▸ **WHAT IS REQUIRED**: Copy each line below without leaving any out.
-- Begin --
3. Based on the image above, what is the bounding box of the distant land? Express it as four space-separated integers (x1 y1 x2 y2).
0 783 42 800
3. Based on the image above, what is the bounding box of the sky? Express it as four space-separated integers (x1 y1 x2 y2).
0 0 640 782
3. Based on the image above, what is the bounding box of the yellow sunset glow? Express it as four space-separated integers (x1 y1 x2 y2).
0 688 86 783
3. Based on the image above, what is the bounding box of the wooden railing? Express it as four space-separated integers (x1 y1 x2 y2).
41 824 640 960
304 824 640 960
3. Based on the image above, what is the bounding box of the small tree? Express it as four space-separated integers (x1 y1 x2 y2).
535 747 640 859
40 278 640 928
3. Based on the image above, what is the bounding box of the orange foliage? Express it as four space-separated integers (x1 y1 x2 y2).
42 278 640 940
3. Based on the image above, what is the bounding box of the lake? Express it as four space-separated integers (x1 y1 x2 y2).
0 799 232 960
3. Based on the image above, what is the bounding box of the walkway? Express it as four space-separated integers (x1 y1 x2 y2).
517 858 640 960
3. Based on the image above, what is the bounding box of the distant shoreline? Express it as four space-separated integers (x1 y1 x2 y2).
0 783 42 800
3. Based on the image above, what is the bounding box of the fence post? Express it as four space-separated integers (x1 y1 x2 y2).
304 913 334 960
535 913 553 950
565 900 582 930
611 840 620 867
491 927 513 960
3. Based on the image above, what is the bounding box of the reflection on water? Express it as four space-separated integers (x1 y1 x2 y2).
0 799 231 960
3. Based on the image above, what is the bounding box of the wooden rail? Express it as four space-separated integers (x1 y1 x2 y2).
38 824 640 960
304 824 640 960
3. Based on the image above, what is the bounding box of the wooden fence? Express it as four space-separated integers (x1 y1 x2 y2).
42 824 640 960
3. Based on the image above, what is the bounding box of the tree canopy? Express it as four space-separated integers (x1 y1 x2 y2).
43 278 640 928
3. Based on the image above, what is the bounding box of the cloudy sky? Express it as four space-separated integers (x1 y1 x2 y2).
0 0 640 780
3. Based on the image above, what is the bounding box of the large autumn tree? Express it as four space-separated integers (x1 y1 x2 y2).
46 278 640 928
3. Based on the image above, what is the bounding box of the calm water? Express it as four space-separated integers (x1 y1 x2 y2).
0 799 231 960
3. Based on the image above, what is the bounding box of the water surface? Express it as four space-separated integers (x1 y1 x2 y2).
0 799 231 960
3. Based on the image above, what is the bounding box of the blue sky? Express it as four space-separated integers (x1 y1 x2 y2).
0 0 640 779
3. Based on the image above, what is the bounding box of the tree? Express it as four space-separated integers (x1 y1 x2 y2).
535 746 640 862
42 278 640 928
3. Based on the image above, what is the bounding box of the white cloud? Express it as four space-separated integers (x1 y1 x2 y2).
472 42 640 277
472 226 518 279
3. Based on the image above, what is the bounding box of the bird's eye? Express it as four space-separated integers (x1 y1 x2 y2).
-- End --
▸ **TASK SOLUTION**:
3. Based on the image above, what is the bounding box of the distant land? Express it as four space-separated integers (x1 y1 x2 y2).
0 783 42 800
3. Based on the image above, what is the bounding box of the sky? Express it as four space-separated integers (x1 y1 x2 y2).
0 0 640 782
3. Based on the image above, what is the bounding box of the yellow sunset glow? Express it as four space-separated integers (x1 y1 x2 y2).
0 688 86 783
3. Based on the image above, what is the bounding box of the wooden railing? Express it as four space-separated integers (x1 y1 x2 y2).
41 824 640 960
304 824 640 960
3. Based on the image above, what is the bounding box of the small tree? Express it as four space-separated integers (x1 y1 x2 y2).
535 747 640 859
40 278 640 928
3. Based on the image above, what is the bounding box of the orange foliage? Express it as four space-separated integers (x1 y1 x2 y2).
42 278 640 940
3. Based on the image above, what is the bounding box of the lake? Express it as four space-separated integers (x1 y1 x2 y2).
0 799 232 960
3. Based on the image above, what is the bounding box of the walkway? Express it as four space-separated integers (x1 y1 x2 y2).
517 858 640 960
3. Based on the image above, what is the bounding box of the distant shoreline? Express it as four space-separated integers (x1 y1 x2 y2).
0 783 42 800
3. Based on the image above, what is the bounding box of the fence post? Express it as four space-separated integers (x1 y1 x2 y2).
304 913 334 960
535 913 553 950
565 900 582 930
611 840 620 867
491 927 513 960
3. Based on the image above, what is the bounding box of the reflection on water? Express it as four space-separated integers (x1 y1 x2 y2).
0 799 231 960
3. Based on the image above, what is the bounding box of the wooden rail? Express it as four space-separated integers (x1 y1 x2 y2).
38 824 640 960
304 824 640 960
3. Based on the image above, what is the bounding box of the wooden fence? Express it as four space-separated integers (x1 y1 x2 y2).
42 824 640 960
3. Based on the image above, what is the bounding box of the tree canopy? Express it as four space-separated integers (x1 y1 x2 y2).
43 278 640 928
3. Based on the image above, what is the bounding box of the cloudy sky? Express it as four space-separated integers (x1 y1 x2 y2).
0 0 640 780
3. Based on the image above, what is the bounding box of the large autumn tree? Express it as four space-separated integers (x1 y1 x2 y2).
46 278 640 928
3. Based on the image above, what is the bounding box of the calm water? Express it as four space-separated integers (x1 y1 x2 y2).
0 799 231 960
3. Based on the image above, what is the bounding box of the water surface? Express it as four space-separated integers (x1 y1 x2 y2).
0 799 231 960
3. Based on the image above, what is the bounding box of the blue sky? Express it as four space-separated integers (x1 y1 x2 y2).
0 0 640 779
3. Based on the image above, what is the bounding box of the tree? Express it as four space-separated integers (x1 y1 x2 y2).
535 746 640 862
42 278 640 928
3. Based on the image above, what is the bounding box of the white cloud? Express it as four space-separated integers (x1 y1 x2 y2).
472 42 640 277
472 226 518 279
3. Based on the image above, what is the bounding box of the bird's eye? Express it as four space-separated integers (x1 y1 x2 y2).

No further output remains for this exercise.